| Source document |
..............................

Using the custom JSON schema via --require option will point out issues in the 4 example phenopackets:

pxf validate --require ${examples}/validate/custom-json-schema/hpo-rare-disease-schema.json \
  ${examples}/validate/custom-json-schema/marfan.no-subject.json \
  ${examples}/validate/custom-json-schema/marfan.no-phenotype.json \
  ${examples}/validate/custom-json-schema/marfan.not-hpo.json \
  ${examples}/validate/custom-json-schema/marfan.no-time-at-last-encounter.json

Validation error

Solution

‘subject’ is missing but it is required

Add the Subject element

‘phenotypicFeatures’ is missing but it is required

Add at least one PhenotypicFeature

‘phenotypicFeatures[0].type.id’ does not match the regex pattern ^HP:\d{7}$

Use Human Phenotype Ontology in PhenotypicFeatures

‘subject.timeAtLastEncounter’ is missing but it is required

Add the time at last encounter field

Note

See Custom validation for more details.

Phenotype validation

Phenopacket-tools offers a validator for checking logical consistency of clinical abnormalities in the phenopacket. The validator assumes Human Phenotype Ontology (HPO) is used to represent the clinical abnormalities and the phenotype validation requires the HPO file to work.

Note

The examples below assume that the latest HPO in JSON format has been downloaded to hp.json. Get the HPO JSON from HPO releases.

Note

See Phenotype validators for more details.

Phenopackets use non-obsolete term IDs

The HpoPhenotypeValidator points out if the phenopacket contains obsolete HPO terms:

pxf validate --hpo hp.json ${examples}/validate/phenotype-validation/marfan.obsolete-term.json

It turns out that marfan.obsolete-term.json uses an obsolete HP:0002631 instead of the primary HP:0002616 for Aortic root aneurysm:

Validation error

Solution

Using obsolete id (HP:0002631) instead of current primary id (HP:0002616) in id-C

Replace the obsolete ID with the primary ID

The annotation-propagation rule is not violated

Due to the annotation propagation rule, it is a logical error to use both a term and its ancestor (e.g. Arachnodactyly and Abnormality of finger) for annotation of a single item. When choosing HPO terms for phenotypic features, the most specific terms should be used for the observed clinical features. In contrary, the least specific terms should be used for the excluded clinical features. There is one exception to these rules: a term and its ancestor can co-exist in the phenopacket if the parent term is observed and the child term is excluded (e.g. phenopacket with present Aortic aneurysm but excluded Aortic root aneurysm, see marfan.valid.json).

..............................

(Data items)

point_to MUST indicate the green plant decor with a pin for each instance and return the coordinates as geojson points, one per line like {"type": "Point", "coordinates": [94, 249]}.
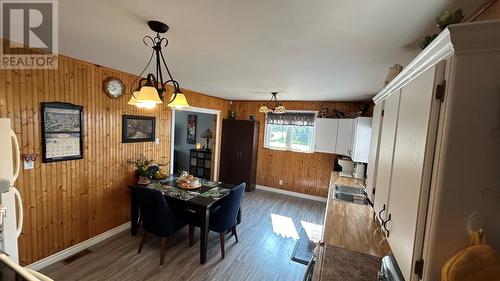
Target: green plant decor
{"type": "Point", "coordinates": [143, 167]}
{"type": "Point", "coordinates": [442, 21]}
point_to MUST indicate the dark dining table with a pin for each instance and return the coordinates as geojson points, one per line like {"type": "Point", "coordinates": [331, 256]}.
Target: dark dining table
{"type": "Point", "coordinates": [199, 202]}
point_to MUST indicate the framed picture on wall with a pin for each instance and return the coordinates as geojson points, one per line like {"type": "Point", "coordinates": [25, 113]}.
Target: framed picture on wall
{"type": "Point", "coordinates": [62, 131]}
{"type": "Point", "coordinates": [138, 128]}
{"type": "Point", "coordinates": [191, 129]}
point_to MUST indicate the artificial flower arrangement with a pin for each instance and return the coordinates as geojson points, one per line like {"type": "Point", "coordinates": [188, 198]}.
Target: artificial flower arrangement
{"type": "Point", "coordinates": [145, 169]}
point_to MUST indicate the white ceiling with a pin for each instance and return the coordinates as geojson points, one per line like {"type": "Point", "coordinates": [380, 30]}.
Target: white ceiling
{"type": "Point", "coordinates": [308, 49]}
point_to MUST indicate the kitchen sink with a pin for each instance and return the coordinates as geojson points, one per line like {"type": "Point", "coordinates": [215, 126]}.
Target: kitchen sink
{"type": "Point", "coordinates": [350, 194]}
{"type": "Point", "coordinates": [349, 189]}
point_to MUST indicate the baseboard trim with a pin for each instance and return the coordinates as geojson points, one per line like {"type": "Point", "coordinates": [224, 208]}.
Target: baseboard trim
{"type": "Point", "coordinates": [78, 247]}
{"type": "Point", "coordinates": [291, 193]}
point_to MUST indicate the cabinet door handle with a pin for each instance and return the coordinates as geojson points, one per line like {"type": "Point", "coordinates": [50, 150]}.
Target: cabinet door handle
{"type": "Point", "coordinates": [385, 223]}
{"type": "Point", "coordinates": [380, 214]}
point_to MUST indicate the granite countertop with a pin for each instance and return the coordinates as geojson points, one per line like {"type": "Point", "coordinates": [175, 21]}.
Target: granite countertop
{"type": "Point", "coordinates": [347, 265]}
{"type": "Point", "coordinates": [354, 242]}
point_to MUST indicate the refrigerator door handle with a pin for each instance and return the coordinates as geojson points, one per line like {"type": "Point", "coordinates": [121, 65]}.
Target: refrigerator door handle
{"type": "Point", "coordinates": [20, 215]}
{"type": "Point", "coordinates": [17, 156]}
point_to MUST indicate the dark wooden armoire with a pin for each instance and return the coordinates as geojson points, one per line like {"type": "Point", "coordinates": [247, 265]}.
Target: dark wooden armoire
{"type": "Point", "coordinates": [238, 161]}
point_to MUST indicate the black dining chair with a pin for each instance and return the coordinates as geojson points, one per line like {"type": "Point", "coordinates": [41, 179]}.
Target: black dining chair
{"type": "Point", "coordinates": [223, 218]}
{"type": "Point", "coordinates": [158, 218]}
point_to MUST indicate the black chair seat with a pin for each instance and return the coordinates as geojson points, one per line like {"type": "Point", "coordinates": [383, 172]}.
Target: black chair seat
{"type": "Point", "coordinates": [158, 218]}
{"type": "Point", "coordinates": [222, 218]}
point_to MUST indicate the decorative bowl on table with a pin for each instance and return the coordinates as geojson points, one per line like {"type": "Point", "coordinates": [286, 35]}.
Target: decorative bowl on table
{"type": "Point", "coordinates": [160, 175]}
{"type": "Point", "coordinates": [189, 182]}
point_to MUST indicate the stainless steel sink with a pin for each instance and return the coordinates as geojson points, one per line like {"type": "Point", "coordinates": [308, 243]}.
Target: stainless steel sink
{"type": "Point", "coordinates": [350, 194]}
{"type": "Point", "coordinates": [349, 189]}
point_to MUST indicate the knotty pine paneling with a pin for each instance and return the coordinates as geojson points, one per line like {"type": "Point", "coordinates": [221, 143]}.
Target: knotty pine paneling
{"type": "Point", "coordinates": [68, 202]}
{"type": "Point", "coordinates": [301, 172]}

..............................

| Exercises to complete |
• 1. Extract the passage of the phenopacket validation text from "Add the time" up to and including "file to work.", copying it verbatim.
• 2. Continue the phenopacket validation text from the point at which it stops.

| Outputs in order |
• 1.
Add the time at last encounter field

Note

See Custom validation for more details.

Phenotype validation

Phenopacket-tools offers a validator for checking logical consistency of clinical abnormalities in the phenopacket. The validator assumes Human Phenotype Ontology (HPO) is used to represent the clinical abnormalities and the phenotype validation requires the HPO file to work.

• 2.
The HpoAncestryValidator checks that the annotation propagation rule is not violated:

pxf validate --hpo hp.json \
${examples}/validate/phenotype-validation/marfan.annotation-propagation-rule.json \
${examples}/validate/phenotype-validation/marfan.valid.json

Validation error

Solution

Phenotypic features of id-C must not contain both an observed term (Aortic root aneurysm, HP:0002616) and an observed ancestor (Aortic aneurysm, HP:0004942)

Remove the ancestor term

Annotation of organ systems

We can validate presence of annotation for specific organ systems in a phenopacket.

Using the term IDs of the top-level HPO terms, we can validate annotation of Eye, Cardiovascular, and Respiratory organ systems in 3 phenopackets of toy Marfan syndrome patients:

pxf validate --hpo hp.json \
   --organ-system HP:0000478 --organ-system HP:0001626 --organ-system HP:0002086 \
  ${examples}/validate/organ-systems/marfan.all-organ-system-annotated.json \
  ${examples}/validate/organ-systems/marfan.missing-eye-annotation.json \
  ${examples}/validate/organ-systems/marfan.no-abnormalities.json

Note

Organ system validation requires HPO ontology. See the Phenotype validation for more details about getting the HPO file.

The HpoOrganSystemValidator will point out one error in the marfan.missing-eye-annotation.json phenopacket:

Validation error

Solution

Missing annotation for Abnormality of the eye [HP:0000478] in id-C

Annotate the eye or exclude any abnormality.

Note

See Organ system validation for more details regarding the organ system validation.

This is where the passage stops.